BEGIN INFORMATION

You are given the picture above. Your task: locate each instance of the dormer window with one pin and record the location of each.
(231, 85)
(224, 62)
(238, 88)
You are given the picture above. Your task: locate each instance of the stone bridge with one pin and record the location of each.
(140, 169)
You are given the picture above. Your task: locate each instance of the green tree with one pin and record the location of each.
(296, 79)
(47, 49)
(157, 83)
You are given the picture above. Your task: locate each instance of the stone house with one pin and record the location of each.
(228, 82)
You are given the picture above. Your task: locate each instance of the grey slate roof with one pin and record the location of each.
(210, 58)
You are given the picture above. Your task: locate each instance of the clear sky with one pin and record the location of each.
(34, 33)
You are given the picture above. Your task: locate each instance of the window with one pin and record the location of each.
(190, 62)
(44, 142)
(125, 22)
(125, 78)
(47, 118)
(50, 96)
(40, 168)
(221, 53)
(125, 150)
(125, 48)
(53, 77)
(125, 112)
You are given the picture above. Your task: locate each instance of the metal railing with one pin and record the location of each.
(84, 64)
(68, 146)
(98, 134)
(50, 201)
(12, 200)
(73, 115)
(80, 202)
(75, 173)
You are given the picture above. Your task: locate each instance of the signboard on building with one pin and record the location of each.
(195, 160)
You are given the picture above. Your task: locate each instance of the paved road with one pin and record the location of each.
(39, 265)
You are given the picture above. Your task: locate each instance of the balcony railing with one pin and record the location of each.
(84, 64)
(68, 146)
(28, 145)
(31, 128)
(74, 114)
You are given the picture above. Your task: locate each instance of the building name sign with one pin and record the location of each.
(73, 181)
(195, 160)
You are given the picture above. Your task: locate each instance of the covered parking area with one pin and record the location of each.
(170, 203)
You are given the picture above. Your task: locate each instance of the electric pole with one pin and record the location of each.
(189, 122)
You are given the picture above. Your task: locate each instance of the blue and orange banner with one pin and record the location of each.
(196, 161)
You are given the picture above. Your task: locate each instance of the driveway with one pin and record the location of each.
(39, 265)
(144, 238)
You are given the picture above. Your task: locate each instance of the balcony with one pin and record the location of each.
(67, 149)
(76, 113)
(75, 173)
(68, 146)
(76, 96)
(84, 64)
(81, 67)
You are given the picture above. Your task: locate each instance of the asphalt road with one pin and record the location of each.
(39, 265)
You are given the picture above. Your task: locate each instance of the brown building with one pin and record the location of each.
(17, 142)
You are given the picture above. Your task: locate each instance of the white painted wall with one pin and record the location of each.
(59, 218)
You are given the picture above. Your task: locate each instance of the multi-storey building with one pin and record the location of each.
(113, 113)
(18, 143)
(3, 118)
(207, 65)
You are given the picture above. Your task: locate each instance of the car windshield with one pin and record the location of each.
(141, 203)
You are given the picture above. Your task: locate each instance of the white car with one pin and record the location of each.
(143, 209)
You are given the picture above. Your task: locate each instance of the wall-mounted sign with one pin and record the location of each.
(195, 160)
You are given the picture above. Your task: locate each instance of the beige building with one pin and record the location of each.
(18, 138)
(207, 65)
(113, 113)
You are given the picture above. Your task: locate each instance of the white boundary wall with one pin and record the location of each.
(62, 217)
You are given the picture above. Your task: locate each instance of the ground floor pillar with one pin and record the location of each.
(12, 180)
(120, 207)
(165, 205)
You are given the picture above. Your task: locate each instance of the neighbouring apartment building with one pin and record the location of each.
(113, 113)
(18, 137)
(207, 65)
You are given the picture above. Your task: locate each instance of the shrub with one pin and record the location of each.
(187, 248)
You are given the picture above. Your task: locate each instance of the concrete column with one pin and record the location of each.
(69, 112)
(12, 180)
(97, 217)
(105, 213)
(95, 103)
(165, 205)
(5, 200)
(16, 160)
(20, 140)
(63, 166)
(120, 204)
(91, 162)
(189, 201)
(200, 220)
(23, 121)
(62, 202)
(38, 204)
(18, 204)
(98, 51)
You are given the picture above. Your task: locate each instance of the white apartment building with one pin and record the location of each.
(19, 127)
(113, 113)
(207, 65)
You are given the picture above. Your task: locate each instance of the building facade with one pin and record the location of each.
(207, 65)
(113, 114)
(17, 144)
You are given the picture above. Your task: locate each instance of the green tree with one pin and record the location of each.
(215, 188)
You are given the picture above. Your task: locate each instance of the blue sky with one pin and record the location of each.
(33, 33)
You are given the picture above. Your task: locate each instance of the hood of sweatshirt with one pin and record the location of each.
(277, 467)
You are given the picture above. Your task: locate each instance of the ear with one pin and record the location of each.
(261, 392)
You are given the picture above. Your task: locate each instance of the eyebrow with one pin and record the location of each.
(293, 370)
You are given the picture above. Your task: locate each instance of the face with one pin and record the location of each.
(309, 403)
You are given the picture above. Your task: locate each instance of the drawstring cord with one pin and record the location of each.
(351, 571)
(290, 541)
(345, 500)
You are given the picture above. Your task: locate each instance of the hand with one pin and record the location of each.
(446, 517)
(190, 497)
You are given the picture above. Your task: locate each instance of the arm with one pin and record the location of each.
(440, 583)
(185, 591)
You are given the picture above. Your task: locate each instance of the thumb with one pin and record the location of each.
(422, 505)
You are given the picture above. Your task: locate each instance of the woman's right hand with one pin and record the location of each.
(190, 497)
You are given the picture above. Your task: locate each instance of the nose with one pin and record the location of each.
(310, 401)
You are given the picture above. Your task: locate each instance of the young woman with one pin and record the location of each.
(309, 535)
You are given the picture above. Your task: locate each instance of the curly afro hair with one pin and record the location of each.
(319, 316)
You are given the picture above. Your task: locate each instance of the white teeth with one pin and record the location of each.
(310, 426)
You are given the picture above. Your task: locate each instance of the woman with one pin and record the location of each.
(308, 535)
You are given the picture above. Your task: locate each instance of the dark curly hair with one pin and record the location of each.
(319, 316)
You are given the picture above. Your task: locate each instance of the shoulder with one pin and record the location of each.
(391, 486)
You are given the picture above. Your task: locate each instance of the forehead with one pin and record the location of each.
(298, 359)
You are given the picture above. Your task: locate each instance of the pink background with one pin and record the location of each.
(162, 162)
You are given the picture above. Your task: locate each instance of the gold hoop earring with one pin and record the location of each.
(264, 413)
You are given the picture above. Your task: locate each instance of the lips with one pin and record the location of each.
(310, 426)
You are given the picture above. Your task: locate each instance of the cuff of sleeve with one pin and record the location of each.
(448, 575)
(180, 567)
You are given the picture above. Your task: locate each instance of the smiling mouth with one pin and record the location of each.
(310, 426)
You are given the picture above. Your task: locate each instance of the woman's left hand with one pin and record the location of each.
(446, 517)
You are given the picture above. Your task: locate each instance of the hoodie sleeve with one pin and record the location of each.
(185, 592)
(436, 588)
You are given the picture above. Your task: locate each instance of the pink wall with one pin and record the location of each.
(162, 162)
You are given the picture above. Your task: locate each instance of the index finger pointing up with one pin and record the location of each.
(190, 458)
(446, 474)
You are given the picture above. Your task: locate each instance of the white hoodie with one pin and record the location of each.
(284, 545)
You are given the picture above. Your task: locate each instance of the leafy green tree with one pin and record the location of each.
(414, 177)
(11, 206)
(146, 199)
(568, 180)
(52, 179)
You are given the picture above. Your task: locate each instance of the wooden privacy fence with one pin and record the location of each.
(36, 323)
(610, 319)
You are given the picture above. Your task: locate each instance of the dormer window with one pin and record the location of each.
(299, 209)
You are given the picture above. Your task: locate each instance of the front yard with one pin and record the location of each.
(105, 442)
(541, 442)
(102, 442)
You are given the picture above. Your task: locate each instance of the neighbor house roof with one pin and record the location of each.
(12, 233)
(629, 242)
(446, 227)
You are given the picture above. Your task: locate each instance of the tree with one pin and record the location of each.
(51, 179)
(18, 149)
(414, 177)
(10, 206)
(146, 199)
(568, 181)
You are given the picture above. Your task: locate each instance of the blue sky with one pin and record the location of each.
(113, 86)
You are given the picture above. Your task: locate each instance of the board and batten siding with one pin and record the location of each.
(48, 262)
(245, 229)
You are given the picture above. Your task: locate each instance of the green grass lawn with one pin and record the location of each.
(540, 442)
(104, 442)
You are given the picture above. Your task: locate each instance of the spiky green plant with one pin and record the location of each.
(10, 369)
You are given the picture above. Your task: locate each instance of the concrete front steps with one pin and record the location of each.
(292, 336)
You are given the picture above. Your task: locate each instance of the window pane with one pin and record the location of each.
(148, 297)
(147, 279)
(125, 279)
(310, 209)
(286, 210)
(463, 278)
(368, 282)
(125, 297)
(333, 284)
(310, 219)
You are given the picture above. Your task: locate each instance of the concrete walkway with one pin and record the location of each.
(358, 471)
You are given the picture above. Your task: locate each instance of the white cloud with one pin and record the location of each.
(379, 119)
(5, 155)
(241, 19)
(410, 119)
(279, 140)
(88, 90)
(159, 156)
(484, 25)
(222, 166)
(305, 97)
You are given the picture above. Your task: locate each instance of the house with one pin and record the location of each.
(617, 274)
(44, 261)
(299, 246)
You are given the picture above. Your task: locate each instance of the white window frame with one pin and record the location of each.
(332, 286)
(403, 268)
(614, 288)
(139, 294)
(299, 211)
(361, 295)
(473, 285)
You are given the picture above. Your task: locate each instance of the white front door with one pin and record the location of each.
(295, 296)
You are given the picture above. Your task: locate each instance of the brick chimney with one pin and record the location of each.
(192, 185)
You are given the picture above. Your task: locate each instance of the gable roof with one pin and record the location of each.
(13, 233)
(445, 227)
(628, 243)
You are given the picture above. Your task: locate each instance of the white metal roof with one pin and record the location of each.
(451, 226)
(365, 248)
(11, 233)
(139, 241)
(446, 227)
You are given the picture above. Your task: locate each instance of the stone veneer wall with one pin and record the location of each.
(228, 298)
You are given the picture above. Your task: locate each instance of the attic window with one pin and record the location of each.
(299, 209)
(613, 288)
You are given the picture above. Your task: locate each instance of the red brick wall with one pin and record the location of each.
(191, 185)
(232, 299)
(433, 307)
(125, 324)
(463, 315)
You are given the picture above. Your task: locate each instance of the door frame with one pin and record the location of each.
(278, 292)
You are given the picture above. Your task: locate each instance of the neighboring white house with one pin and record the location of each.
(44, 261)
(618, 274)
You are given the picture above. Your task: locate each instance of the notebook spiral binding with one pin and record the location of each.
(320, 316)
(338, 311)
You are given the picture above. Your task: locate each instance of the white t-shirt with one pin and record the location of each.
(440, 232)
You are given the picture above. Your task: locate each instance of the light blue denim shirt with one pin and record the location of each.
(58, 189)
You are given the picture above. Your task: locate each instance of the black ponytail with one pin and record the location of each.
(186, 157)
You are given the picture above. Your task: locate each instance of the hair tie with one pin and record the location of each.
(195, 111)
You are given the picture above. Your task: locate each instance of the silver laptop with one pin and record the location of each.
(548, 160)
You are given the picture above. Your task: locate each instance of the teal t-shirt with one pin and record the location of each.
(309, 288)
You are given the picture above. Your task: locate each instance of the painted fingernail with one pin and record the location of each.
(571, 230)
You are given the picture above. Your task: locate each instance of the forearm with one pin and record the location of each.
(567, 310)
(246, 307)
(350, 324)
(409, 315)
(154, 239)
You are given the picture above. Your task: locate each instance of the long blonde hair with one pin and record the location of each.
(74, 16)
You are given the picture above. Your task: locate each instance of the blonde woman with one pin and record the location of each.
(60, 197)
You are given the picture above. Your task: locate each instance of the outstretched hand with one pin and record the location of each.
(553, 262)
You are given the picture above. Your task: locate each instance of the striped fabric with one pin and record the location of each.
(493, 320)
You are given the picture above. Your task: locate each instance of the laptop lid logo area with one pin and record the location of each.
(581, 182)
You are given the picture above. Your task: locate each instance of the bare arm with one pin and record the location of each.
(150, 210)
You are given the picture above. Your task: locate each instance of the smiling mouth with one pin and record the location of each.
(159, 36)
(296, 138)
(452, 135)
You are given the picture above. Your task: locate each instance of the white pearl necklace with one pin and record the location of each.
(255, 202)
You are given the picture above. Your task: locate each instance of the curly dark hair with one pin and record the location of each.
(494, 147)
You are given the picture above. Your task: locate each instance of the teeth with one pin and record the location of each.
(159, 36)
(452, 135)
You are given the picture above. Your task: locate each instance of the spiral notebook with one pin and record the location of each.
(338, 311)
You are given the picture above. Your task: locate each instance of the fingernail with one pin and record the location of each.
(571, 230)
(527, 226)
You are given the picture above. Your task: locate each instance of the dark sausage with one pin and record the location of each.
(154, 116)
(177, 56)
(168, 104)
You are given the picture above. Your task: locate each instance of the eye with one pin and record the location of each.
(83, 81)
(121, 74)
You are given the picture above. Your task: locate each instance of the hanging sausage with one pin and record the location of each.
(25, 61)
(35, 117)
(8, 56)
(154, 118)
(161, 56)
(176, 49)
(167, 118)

END INFORMATION

*YOUR TASK:*
Every line from the one containing "the curly dark" through the last line above should be retyped exactly; no other lines are wanted.

*THE COMPLETED TASK:*
You are given the picture above. Your task: locate each instance of the curly dark hair with one pin and record the location of each.
(494, 147)
You are given the picture above. Your task: locate each instance of the teeth with one pin and record the location of each.
(159, 36)
(452, 135)
You are given the picture above. Your task: locate each instance of the spiral notebook with one pin and record the location of each.
(338, 311)
You are given the picture above. Your task: locate each instance of the fingernail with one pin and record the location of each.
(571, 230)
(527, 226)
You are given the picture above. Your task: locate each instance of the dark sausage with one pin and record the location of each.
(154, 116)
(177, 56)
(168, 104)
You are given the picture above. Your task: locate each instance of the eye with one pin and record the location of each.
(83, 81)
(121, 74)
You are given the picture above. Your task: locate each instance of the hanging sausage with one pin and record the location of each.
(25, 61)
(35, 117)
(8, 56)
(154, 118)
(161, 56)
(176, 49)
(167, 118)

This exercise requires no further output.